**What the exercise asks**. The response must be made up of the lines in the entries below that contain "several".

[Records drawn from a dataset]
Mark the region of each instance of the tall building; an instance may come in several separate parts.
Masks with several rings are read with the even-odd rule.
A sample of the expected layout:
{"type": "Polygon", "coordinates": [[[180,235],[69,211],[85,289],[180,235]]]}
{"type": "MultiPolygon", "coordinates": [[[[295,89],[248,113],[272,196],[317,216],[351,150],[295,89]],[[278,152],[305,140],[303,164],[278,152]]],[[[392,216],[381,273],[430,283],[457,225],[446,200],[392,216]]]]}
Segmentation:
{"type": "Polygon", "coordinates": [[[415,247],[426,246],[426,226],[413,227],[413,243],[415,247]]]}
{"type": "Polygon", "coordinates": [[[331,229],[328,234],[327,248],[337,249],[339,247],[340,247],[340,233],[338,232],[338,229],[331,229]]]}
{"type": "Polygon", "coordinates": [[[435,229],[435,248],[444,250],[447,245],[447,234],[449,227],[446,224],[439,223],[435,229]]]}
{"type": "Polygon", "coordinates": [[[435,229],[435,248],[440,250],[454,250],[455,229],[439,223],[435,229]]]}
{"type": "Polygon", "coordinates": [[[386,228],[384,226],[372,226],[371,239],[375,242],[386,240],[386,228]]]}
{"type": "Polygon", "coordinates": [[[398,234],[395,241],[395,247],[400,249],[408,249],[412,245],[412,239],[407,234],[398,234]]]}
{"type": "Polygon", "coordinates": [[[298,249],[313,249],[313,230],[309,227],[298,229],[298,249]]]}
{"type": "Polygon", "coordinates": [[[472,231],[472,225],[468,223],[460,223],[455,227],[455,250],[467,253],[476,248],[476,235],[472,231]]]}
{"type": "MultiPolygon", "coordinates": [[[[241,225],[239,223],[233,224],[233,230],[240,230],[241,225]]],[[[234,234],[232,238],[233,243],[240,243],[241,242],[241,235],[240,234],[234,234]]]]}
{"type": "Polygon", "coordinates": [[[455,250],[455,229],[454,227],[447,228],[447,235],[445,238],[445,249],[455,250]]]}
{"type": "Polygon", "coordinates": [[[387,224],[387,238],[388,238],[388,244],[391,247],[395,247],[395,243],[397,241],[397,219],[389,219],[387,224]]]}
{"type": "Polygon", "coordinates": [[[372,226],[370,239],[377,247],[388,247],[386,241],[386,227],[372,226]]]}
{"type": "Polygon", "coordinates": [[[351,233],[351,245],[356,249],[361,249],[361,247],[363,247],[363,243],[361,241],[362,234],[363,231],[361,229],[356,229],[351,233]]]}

**Task result**.
Mark the region of each instance of the tall building; an instance may come in several separate parts.
Masks with several rings are read with the even-odd rule.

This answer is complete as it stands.